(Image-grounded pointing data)
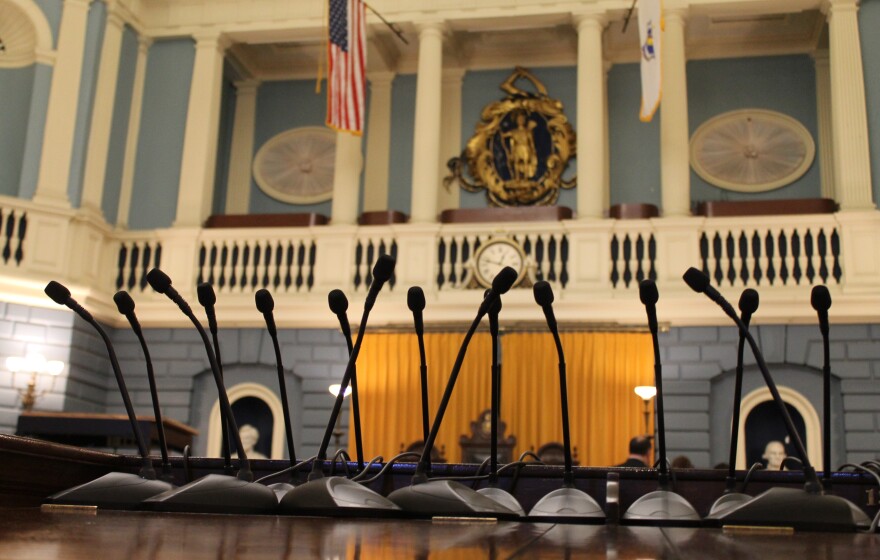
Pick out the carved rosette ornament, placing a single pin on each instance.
(520, 150)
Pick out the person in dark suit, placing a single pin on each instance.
(639, 452)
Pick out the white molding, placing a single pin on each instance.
(812, 425)
(241, 391)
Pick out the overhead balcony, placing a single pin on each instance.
(594, 267)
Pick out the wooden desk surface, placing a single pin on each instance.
(33, 533)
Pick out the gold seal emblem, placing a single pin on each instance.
(520, 150)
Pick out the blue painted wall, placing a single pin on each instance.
(634, 146)
(786, 84)
(16, 86)
(160, 140)
(403, 112)
(52, 10)
(119, 127)
(224, 143)
(482, 88)
(91, 61)
(282, 106)
(33, 143)
(869, 20)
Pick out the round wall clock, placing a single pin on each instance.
(751, 150)
(495, 254)
(297, 165)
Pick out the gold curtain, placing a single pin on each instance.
(602, 369)
(390, 391)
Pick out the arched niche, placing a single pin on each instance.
(812, 425)
(244, 380)
(803, 384)
(242, 391)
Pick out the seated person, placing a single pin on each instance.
(639, 453)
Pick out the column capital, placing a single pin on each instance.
(829, 7)
(431, 26)
(585, 20)
(245, 87)
(381, 79)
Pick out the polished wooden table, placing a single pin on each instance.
(46, 534)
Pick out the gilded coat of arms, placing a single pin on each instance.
(520, 150)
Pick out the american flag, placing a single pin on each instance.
(347, 56)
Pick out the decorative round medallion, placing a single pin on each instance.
(495, 254)
(751, 150)
(297, 165)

**EXERCISE:** Every line from the one containing "Pick out the person" through the end of the data must be repeated exactly, and no other line.

**FINAL ANSWER:**
Pick out the person in dark suit, placing a single pin on each instance.
(639, 452)
Pick out the white molding, placing a single pin on each instance.
(812, 425)
(241, 391)
Pick out the overhead balcony, placing a single pin on each instance.
(594, 267)
Pick out the wooden desk surface, placing a single pin on each instance.
(33, 533)
Pick out the gold seal emblem, placing a single pin on each instance.
(520, 150)
Pick out the blue painted wall, placing a single pin on each instance.
(634, 146)
(786, 84)
(16, 86)
(160, 140)
(403, 112)
(52, 10)
(119, 127)
(224, 143)
(482, 88)
(91, 61)
(282, 106)
(33, 143)
(869, 20)
Pick out the round wall clock, placing a single pin on each instance.
(751, 150)
(495, 254)
(297, 165)
Pick out the gold curtain, placing a single pin on each instance.
(602, 369)
(390, 391)
Pick out the arched niche, placing a single pin on each instance.
(812, 425)
(244, 380)
(803, 384)
(242, 391)
Pick out the seated person, placing a single pin on each instance.
(639, 453)
Pick out the column capital, placing a single pin on each instance.
(829, 7)
(431, 26)
(585, 20)
(245, 87)
(381, 79)
Pick out the polished wooden table, placing a single pin on each instance.
(46, 534)
Pick out the gilded coat of arms, placing a single pin on each instance.
(520, 150)
Pick out the american flag, placing a single pin on each instance.
(347, 56)
Pick out the decorative round medallion, placing a single pin on each instance.
(495, 254)
(751, 150)
(297, 165)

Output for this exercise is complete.